**Action item:**
Return only the lines running from the top of the entries to the line with "column 338, row 142", inclusive, exactly as written.
***** The records *****
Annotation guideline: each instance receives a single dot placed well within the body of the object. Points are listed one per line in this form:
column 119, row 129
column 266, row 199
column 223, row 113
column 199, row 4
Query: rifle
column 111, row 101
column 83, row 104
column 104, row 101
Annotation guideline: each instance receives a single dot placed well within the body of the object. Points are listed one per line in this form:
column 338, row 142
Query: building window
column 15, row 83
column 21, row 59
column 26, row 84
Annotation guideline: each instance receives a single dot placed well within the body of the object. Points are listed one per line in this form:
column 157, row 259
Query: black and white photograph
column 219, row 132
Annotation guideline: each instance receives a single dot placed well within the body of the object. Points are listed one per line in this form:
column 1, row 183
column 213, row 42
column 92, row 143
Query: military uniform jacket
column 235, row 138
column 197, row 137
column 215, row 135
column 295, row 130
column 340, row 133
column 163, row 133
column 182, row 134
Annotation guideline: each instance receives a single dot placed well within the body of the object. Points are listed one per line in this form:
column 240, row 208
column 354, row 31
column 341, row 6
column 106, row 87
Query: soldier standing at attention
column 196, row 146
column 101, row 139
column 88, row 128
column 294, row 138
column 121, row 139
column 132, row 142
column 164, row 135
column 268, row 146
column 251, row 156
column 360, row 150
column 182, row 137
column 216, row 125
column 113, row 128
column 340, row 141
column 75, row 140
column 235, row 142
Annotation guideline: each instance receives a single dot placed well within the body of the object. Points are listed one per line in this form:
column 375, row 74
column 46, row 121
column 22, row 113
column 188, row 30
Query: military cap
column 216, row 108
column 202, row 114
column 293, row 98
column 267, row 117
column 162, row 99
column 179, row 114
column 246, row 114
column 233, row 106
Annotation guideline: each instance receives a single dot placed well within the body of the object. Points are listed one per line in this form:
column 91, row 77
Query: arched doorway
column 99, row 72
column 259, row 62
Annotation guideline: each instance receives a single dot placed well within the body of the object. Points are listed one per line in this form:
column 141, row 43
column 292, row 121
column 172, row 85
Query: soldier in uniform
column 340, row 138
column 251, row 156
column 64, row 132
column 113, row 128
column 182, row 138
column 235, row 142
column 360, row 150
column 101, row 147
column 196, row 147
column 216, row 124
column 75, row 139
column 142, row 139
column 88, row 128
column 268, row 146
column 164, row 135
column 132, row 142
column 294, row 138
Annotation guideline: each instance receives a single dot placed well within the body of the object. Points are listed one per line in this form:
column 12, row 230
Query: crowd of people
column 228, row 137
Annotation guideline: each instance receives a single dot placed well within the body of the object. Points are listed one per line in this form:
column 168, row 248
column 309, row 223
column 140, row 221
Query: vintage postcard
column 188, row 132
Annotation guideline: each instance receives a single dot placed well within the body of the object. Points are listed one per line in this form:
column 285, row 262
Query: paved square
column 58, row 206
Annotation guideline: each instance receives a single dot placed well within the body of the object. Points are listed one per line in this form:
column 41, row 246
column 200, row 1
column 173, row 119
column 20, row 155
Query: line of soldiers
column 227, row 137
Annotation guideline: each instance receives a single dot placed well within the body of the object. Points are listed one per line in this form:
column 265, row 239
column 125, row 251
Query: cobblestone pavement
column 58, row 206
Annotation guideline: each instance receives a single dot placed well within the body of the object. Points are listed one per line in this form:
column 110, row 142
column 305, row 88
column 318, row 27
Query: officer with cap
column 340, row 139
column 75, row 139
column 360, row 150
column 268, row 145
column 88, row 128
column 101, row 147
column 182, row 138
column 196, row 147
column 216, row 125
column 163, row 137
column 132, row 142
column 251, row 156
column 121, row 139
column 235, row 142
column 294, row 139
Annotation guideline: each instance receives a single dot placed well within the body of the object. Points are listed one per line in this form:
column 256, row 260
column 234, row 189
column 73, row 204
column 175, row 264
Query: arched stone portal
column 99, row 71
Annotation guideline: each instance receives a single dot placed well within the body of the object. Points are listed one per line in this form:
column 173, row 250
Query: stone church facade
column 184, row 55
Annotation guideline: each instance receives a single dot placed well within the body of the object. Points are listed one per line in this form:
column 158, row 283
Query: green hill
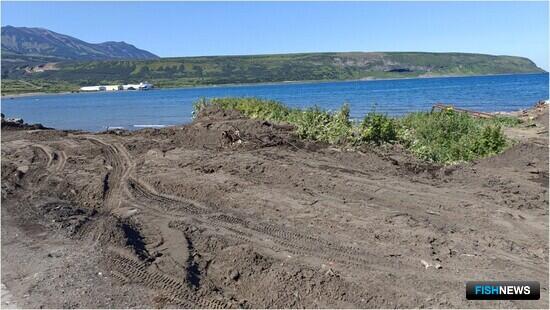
column 191, row 71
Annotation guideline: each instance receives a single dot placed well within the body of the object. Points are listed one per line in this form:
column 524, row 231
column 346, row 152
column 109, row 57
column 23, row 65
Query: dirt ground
column 232, row 212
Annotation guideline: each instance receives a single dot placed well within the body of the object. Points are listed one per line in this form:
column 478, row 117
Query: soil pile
column 233, row 212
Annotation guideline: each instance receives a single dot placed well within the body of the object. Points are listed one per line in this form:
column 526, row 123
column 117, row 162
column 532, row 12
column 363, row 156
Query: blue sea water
column 133, row 109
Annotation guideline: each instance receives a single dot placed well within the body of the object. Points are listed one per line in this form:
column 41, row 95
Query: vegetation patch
column 444, row 136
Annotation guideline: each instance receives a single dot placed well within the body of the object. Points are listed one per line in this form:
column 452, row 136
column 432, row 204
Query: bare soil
column 233, row 212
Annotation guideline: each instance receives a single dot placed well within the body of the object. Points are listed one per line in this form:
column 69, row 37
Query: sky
column 239, row 28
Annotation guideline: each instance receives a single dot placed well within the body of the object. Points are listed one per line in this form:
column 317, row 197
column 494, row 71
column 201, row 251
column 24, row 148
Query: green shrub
column 445, row 137
column 377, row 128
column 449, row 136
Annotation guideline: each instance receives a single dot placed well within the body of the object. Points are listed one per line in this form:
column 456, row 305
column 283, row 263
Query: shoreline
column 40, row 94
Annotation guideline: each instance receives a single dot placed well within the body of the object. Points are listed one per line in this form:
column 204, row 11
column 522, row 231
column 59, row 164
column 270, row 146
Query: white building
column 90, row 88
column 140, row 86
column 113, row 87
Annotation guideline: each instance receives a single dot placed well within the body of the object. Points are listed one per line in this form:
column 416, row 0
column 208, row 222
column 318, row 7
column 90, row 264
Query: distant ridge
column 35, row 45
column 36, row 59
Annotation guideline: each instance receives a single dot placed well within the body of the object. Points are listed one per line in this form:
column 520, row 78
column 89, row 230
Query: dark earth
column 234, row 212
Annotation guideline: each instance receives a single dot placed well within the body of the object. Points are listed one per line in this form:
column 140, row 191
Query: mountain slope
column 288, row 67
column 21, row 44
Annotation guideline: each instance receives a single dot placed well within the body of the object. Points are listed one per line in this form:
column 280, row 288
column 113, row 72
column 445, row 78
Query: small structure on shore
column 140, row 86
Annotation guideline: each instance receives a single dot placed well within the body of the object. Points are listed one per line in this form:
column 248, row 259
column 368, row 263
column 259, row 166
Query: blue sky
column 212, row 28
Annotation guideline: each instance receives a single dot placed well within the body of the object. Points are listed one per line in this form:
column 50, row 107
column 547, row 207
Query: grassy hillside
column 191, row 71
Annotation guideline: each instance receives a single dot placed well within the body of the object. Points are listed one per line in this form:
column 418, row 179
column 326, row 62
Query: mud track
column 186, row 217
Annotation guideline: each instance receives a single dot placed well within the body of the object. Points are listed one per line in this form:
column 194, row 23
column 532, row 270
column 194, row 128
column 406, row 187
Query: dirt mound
column 233, row 212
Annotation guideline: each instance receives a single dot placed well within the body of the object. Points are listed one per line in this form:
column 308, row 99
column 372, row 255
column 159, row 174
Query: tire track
column 176, row 291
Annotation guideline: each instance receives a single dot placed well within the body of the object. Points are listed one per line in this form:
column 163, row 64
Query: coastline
column 368, row 79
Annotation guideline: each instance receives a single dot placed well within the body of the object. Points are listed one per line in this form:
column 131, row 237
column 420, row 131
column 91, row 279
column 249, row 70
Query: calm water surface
column 97, row 111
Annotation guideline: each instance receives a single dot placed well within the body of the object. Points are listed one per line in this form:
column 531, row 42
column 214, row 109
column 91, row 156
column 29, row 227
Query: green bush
column 449, row 136
column 377, row 128
column 444, row 137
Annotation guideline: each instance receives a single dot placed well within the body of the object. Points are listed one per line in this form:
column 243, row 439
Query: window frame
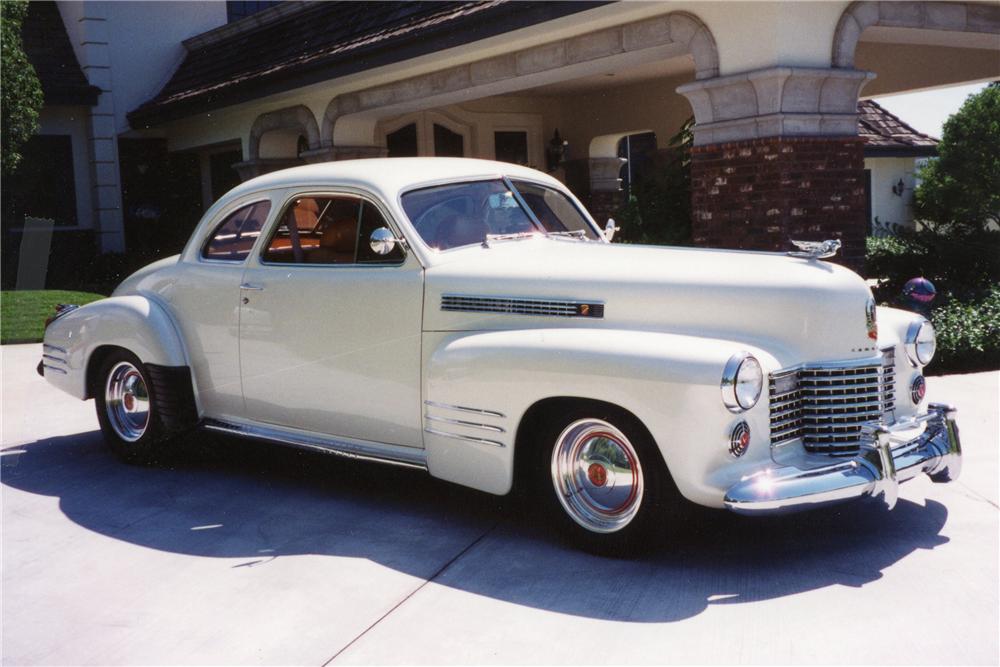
*****
**Task response:**
Annotation guideline: each instance receives a single dot placed well within the body of the object. Points are listed one per line in this form:
column 119, row 129
column 266, row 199
column 223, row 113
column 199, row 4
Query: rifle
column 111, row 101
column 83, row 104
column 104, row 101
Annotation guideline: each instance receives a single dot placed well within the body of the object. Points are listed one per line in this form:
column 338, row 142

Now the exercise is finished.